_課題の目的 1_
本文の「また、子どもについて「いる」」を含む箇所から書き始め、「勢そのものを疑問視している。」で終わるまでを書き直してください。その範囲では、「立ち位置」をすべて「立場」に置き換えること。
_課題の目的 2_
結婚した人や子どものいない人が周囲からかけられる言葉として、本文が挙げているものをすべて書き出してください。

_本文_
--------
また、子どもについて「いる」「できた」「ほしい」という語りの多さに比べ、「いない」「できない」「ほしくない」という状態の声は、あまり声高に語ってはいけないように思われている風潮に対し、疑問を投げかけている。

本書では、子どもを「いる」「できた」「ほしい」という立ち位置が「普通」であり、それ以外の立ち位置をイレギュラーとして扱う姿勢そのものを疑問視している。

結婚したら「子どもはいつ?」と聞かれ、子どもがいなければ、「なぜ?」と問われ、「いまはほしくなくても、将来後悔するかもしれないよ」と軽い脅し受けることは珍しくもないが、結婚して子どもを持った夫婦に対し、「なんで子どもを持とうと思ったの?」「子どもを持つなんて将来後悔するかもよ?」と言ってくる人はほとんどいない。

同時に、子どもを産み、育てることがかけがえのない素晴らしい経験であることは頻繁に語られるが、子どもを産み、育てたことを後悔した経験はあまり語られない。昨年、日本でも翻訳出版された『母親になって後悔してる』(オルナ・ドーナト著 新潮社)が話題を呼んだのは、世にも珍しい、母親になって後悔した人たちの率直なインタビューが綴られていたからだ。

なぜ、子どもができた、ほしい、子育ては素晴らしいという語りの多さに比べ、子どもができない、ほしくない、子育てに興味はない、という語りは少ないのか。そういった語りを抑圧しているのは誰なのだろうか。

「3人の子の母です。皆さまと同じ目線で考えます」

この原稿を書き始めたとき、すぐ近くで選挙カーが走っていた。「○○○○、○○○○でございます」と、人名を連呼したあとで「3人の子の母です。みなさまと同じ目線で、考えます」と続けている。

「3人の子の母」→「みなさまと同じ視線」とはどういうことか。「母」ゆえに、「みなさま」と同じ視線とはこれいかに。よくよく考えたら不思議な文章のつらなりだが、ごく自然に街に溶け込んでいる。「○○○○、○○○○でございます。「独身で、子どもはいません。みなさまと同じ目線で、考えます」は不自然だと感じられても、「一児の父、母、そして政治家」という語りは疑問視されづらい。現実には「みなさま」のなかに、独身で子どもがいない人もたくさんいるにも関わらず。

公人が父や母であることを声高に主張する要因のひとつには、やはり、「結婚している」「子どもがいる」ことが、「ちゃんとした人」というイメージと少なからず結びついているからだろう。

結婚や子育をしてこそ一人前、なんておおっぴらに言う人こそ少なくなってきているものの、結婚や子育てが、「人として成長する機会」だと捉えている人は珍しくない。「結婚したくない」「子どもがほしくない」ことを、ワガママだとか、未熟だとか、狭量だと考える人もいる。
--------
_資料の抜粋_
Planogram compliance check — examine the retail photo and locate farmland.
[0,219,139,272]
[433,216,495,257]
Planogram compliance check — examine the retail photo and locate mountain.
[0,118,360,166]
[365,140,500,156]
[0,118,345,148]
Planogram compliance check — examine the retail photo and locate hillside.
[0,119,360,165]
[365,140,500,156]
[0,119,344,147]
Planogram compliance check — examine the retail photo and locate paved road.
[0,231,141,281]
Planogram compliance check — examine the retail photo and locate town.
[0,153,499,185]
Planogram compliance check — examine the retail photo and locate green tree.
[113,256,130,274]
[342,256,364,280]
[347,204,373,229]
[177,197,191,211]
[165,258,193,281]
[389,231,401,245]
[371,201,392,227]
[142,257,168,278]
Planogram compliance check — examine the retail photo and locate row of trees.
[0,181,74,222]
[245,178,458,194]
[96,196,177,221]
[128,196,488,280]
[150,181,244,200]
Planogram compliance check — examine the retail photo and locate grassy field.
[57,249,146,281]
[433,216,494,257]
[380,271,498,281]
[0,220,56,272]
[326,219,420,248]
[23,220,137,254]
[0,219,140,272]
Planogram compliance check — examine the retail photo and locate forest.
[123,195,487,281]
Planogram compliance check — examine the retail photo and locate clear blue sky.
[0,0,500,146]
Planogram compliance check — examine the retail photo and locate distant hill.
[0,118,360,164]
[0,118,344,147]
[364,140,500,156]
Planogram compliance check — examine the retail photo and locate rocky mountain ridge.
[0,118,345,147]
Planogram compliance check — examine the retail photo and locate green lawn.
--------
_完全な解答 1_
また、子どもについて「いる」「できた」「ほしい」という語りの多さに比べ、「いない」「できない」「ほしくない」という状態の声は、あまり声高に語ってはいけないように思われている風潮に対し、疑問を投げかけている。

本書では、子どもを「いる」「できた」「ほしい」という立場が「普通」であり、それ以外の立場をイレギュラーとして扱う姿勢そのものを疑問視している。

_完全な解答 2_
・「子どもはいつ?」
・「なぜ?」
・「いまはほしくなくても、将来後悔するかもしれないよ」